Records contained in a dataset
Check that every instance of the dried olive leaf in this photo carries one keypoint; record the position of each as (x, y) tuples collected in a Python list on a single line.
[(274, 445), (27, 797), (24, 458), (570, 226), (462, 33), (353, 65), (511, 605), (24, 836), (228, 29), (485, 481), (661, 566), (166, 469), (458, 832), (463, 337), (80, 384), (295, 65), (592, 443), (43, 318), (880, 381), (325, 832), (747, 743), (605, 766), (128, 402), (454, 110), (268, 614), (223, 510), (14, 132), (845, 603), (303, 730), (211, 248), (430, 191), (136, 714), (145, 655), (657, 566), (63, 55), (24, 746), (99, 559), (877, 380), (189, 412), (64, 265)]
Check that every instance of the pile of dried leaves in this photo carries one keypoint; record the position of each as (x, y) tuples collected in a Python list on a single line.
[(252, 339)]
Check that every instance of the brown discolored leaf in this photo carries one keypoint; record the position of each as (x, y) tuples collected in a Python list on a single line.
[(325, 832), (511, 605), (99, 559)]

> _DIRECTIONS FOR THIS TASK_
Would you repeat the lines from the one containing "Check that every instance of the pile" through the end of the data, exactly, with nothing before or after them?

> _TASK RESULT_
Check that every instance of the pile of dried leaves in this photo carries one keypoint; record the position of each as (x, y) tuples collected in a Python list on a single line.
[(252, 339)]
Check that every instance of the brown discolored leaf in this photo carries one keypoint; record the position of each as (x, y) tuples collected in a Python list on a single line.
[(325, 832), (511, 605), (99, 559)]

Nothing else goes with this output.